_GIVEN PASSAGE_
──────────────────────────────
This is because the human brain has a tendency to reduce the impact of stressful situations. In fact, a significant portion of those polled even stated that in the end, they were happy to have had the negative encounter as it gave them a fresh way to look at things. When similar questions were asked to those who had purchased a high-end item, their levels of happiness were consistently lower as time went on.
So when it comes to the age old question of “Does money buy happiness?” the answer is a resounding yes – provided you spend it on the right things. But of course, you should still aim to make every dollar go as far as possible in pursuit of great experiences. Take a look at the infographic below to see a visual summary of the research on money and how it can buy happiness.
If You Want To Be Happy, Spend Money On Experiences, Not Things InvestmentZen news, Hazel Garcia (23/1/17)
Why You Should Spend Your Money On Experiences, Not Things Forbes, Travis Bradberry (9/8/16)
The science of why you should spend your money on experiences, not things Fast Company, Jay Cassano (30/3/15)
──────────────────────────────
Records in a dataset:

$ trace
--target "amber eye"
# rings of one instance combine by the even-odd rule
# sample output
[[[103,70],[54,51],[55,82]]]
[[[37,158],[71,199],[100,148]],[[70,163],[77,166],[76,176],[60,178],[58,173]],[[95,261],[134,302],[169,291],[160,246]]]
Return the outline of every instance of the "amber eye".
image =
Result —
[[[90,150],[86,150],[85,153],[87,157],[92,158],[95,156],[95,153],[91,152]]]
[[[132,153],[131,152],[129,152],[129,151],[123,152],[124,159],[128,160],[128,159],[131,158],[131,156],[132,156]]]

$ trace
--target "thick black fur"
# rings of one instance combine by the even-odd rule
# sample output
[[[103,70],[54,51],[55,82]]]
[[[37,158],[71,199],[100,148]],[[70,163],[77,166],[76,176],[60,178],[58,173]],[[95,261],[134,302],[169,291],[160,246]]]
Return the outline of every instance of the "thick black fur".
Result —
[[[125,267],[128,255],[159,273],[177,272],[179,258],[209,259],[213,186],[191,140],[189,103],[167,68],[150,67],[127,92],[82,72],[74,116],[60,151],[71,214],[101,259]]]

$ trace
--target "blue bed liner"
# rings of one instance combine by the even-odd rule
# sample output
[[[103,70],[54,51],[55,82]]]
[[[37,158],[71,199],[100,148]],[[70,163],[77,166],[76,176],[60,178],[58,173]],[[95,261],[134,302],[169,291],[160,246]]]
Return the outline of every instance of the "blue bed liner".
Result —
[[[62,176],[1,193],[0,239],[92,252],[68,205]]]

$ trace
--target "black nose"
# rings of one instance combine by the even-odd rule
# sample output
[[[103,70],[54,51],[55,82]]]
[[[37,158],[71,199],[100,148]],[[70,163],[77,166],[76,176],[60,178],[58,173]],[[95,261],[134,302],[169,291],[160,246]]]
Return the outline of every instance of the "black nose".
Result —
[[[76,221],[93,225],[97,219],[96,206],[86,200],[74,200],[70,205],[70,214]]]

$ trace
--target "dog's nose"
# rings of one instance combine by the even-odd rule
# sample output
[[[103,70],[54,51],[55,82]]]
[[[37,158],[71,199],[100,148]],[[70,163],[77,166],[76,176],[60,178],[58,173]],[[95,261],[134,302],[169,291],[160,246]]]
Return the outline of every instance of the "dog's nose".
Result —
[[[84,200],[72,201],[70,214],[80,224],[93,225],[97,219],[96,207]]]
──────────────────────────────
_WORK TO COMPLETE_
1. Answer these questions about the passage on money and happiness:
(a) What tendency does the human brain have?
(b) What happened over time to the happiness of those who had purchased a high-end item?
(c) Which publication is listed with the piece by Travis Bradberry?
2. Write out the stretch from "If You Want" through "Travis Bradberry (9/8/16)" in the passage on money and happiness, switching "Forbes" to "Business Insider".

_SOLUTIONS_
1.
(a) It tends to reduce the impact of stressful situations.
(b) Their levels of happiness were consistently lower as time went on.
(c) Forbes.

2.
If You Want To Be Happy, Spend Money On Experiences, Not Things InvestmentZen news, Hazel Garcia (23/1/17)
Why You Should Spend Your Money On Experiences, Not Things Business Insider, Travis Bradberry (9/8/16)